**Data rows**

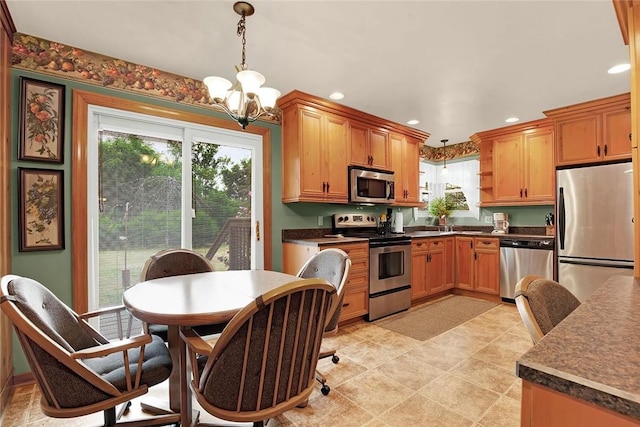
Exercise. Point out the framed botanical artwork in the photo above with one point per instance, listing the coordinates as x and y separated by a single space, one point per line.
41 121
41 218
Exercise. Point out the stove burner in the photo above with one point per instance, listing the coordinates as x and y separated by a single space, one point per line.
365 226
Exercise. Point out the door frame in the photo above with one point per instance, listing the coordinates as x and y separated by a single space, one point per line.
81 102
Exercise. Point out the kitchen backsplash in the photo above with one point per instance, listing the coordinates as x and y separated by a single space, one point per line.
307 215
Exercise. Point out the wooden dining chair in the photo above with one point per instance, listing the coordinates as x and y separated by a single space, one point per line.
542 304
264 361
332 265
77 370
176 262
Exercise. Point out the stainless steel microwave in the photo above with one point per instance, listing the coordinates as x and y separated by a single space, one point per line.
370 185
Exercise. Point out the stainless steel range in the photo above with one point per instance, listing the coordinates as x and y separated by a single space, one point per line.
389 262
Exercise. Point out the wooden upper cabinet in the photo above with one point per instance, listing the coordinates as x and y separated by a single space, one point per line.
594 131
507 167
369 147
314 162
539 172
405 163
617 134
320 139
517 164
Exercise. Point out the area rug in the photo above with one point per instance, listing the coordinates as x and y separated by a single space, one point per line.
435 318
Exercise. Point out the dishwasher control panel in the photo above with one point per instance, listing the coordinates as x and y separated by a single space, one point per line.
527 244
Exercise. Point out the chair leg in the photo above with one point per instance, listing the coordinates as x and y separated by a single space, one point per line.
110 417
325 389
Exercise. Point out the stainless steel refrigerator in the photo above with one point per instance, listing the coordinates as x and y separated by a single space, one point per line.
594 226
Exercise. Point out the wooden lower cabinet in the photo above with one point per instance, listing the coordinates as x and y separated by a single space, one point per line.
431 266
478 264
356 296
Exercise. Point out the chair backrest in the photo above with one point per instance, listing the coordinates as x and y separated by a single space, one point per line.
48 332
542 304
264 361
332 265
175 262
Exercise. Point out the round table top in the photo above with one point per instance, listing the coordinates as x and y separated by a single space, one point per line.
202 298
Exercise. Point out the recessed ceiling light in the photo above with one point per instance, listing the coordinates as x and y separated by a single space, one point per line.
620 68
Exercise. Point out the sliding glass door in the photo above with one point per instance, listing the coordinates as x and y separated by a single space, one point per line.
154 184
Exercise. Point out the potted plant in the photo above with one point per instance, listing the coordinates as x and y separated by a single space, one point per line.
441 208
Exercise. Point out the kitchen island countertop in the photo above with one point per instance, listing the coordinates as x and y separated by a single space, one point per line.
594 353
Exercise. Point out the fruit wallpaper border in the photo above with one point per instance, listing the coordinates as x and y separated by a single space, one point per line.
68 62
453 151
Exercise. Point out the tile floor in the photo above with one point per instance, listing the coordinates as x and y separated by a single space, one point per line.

**Direction**
Reproduce all of the data above with every instance of "photo" swapped for "image" and everything else left unchanged. Leave out the pictures.

**Answer to the problem**
Exercise. Point out the framed botanical artwork in the image above with one point per instance, listing the coordinates as x and y separated by a single space, one point per line.
41 121
41 218
Exercise. Point out the stove burner in the image above with one point per instance, listing the coordinates as x and y separated by a single space, one point per line.
365 226
Exercise. Point out the door frame in the image above with one point per instance, listing the coordinates as x and y separated by a single space, one point per line.
81 102
Exercise. Point out the kitchen backsplash in the image above with one point per instance, listing the coordinates as x and y separated by a single space, one point per line.
307 215
Exercise. Point out the wooden dining chair in the image above with one point per instance, listing the coordinates as x and y separated by a single space, one point per line.
542 304
264 361
332 265
77 370
176 262
Exercise. Point out the stainless steel microwave in the image above with one point per instance, listing the coordinates as x and y separated by a single space, one point per line.
370 185
Exercise. Point out the stainless steel range in the image above with one point per instance, listing the coordinates as x and y separated by a single space, one point per line.
389 262
Exercise. Point out the wooden upper cabinet in the image above with one point per instance, listing the coordinates as x and y separated by a single space, one point per line.
594 131
507 167
369 147
314 162
539 172
405 163
617 134
320 139
517 164
Exercise. Point out the area rug in the image above with one point per instance, listing the coordinates as x and y separated by a single space, one point per line.
435 318
Exercise. Point out the dishwasher control panel in the image above with one point per instance, listing the coordinates as x and y separated by a single space, one point per line.
527 244
Exercise. Point out the chair leg in the image above with one point per instance, listing the coordinates as x and y separated by a single space, one point per line.
110 417
325 389
Exercise. Point out the stainless steel refrigerator in the image above with one point per instance, listing the coordinates as x and y separated by a single space, one point per line.
594 226
Exercise. Point out the wooden lower cabinet in the image above with one point per instance, listing the coordinates as x and y separated by a single space, one point per line.
431 266
478 264
356 296
Exercise. Point out the chair backrest in the image above with one point per instance, listing the coordinates as x and y separated by a single space, one point per line.
48 332
542 304
264 361
332 265
175 262
Exercise. Point out the round table top in the image above with one point per instance, listing the coordinates as x and y separated by a single space, one point per line.
202 298
Exercise. Point out the recessed ceiling light in the image above with one point per instance, listing the coordinates as x and y separated by a single space, one point per line.
620 68
Exercise. Point out the sliding glass door in the image above with one point per instance, listing the coordinates as x and y separated by a single space, one point per line.
154 184
Exercise. Point out the potted plant in the image above with one point per instance, listing the coordinates as x and y separated by a single space, one point per line.
441 208
Exercise. Point out the kitchen island countertop in the image above with one point per instance, listing the coordinates as x and y separated by a single space, one point per line.
594 353
Exercise. Point out the fruit wallpaper border in the image above with one point per instance, listing the coordinates as x and y separated by a single space, one point per line.
68 62
453 151
Exercise. Point out the tile floor in the image above with one point per instance, listing the coordinates as x and y separated by a single space, one point per line.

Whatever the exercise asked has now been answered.